Lines of data
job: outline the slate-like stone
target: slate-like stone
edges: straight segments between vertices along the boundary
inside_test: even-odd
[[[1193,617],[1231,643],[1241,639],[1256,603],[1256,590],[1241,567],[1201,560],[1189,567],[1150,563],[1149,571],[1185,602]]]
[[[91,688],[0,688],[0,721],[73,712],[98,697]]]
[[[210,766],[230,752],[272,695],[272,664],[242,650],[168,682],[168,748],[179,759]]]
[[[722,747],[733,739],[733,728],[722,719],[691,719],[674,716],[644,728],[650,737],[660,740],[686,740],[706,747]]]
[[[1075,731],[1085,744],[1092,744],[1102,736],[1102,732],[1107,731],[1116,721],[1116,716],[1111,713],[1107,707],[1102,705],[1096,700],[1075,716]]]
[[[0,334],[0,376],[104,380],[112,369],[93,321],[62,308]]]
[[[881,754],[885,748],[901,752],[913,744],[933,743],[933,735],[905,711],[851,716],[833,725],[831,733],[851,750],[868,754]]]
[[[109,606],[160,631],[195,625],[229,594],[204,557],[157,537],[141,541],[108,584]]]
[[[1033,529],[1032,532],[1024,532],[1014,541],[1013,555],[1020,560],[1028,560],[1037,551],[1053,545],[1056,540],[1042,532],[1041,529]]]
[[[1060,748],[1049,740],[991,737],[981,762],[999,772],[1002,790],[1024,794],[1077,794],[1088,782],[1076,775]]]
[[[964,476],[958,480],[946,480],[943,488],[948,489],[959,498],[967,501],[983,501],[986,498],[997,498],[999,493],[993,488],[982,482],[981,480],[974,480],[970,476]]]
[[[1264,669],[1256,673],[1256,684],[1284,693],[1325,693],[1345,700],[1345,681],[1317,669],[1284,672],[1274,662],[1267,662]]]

Stated problem
Copy every line of these records back out unchanged.

Written answer
job: outline the slate-like stone
target: slate-like stone
edges: straight segments between vertices along the boundary
inside_test: even-odd
[[[1193,617],[1231,643],[1241,639],[1256,603],[1256,590],[1241,567],[1201,560],[1189,567],[1150,563],[1149,571],[1185,602]]]
[[[91,688],[0,688],[0,721],[73,712],[98,697]]]
[[[210,766],[230,752],[272,695],[272,664],[242,650],[168,682],[168,748],[179,759]]]
[[[722,747],[733,739],[733,728],[722,719],[691,719],[674,716],[644,728],[650,737],[660,740],[686,740],[706,747]]]
[[[1075,731],[1085,744],[1092,744],[1102,736],[1102,732],[1107,731],[1116,721],[1116,716],[1111,713],[1107,707],[1102,705],[1096,700],[1075,716]]]
[[[0,334],[0,376],[104,380],[112,369],[93,321],[62,308]]]
[[[881,754],[885,748],[901,752],[913,744],[933,743],[933,735],[905,711],[851,716],[833,725],[831,733],[851,750],[868,754]]]
[[[109,606],[160,631],[195,625],[229,594],[204,557],[157,537],[141,541],[108,584]]]
[[[1033,529],[1032,532],[1024,532],[1014,541],[1013,555],[1020,560],[1028,560],[1037,551],[1053,545],[1056,540],[1042,532],[1041,529]]]
[[[1060,748],[1049,740],[991,737],[981,762],[999,772],[1002,790],[1024,794],[1077,794],[1088,782],[1076,775]]]
[[[964,476],[958,480],[946,480],[943,488],[948,489],[959,498],[967,501],[983,501],[986,498],[997,498],[999,493],[993,488],[982,482],[981,480],[974,480],[970,476]]]
[[[1264,669],[1256,673],[1256,684],[1284,693],[1325,693],[1345,700],[1345,681],[1317,669],[1284,672],[1274,662],[1267,662]]]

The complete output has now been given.